*Exercise goal:*
Filter the entries below, keeping only the lines that include the word "flag". Copy each of those lines in full.

# # #

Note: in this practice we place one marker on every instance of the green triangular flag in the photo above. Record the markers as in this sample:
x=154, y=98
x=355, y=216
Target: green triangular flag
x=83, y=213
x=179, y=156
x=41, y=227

# # #

*Exercise output:*
Note: in this practice we place one marker on every instance of the green triangular flag in the photo above. Record the markers as in this sample:
Target: green triangular flag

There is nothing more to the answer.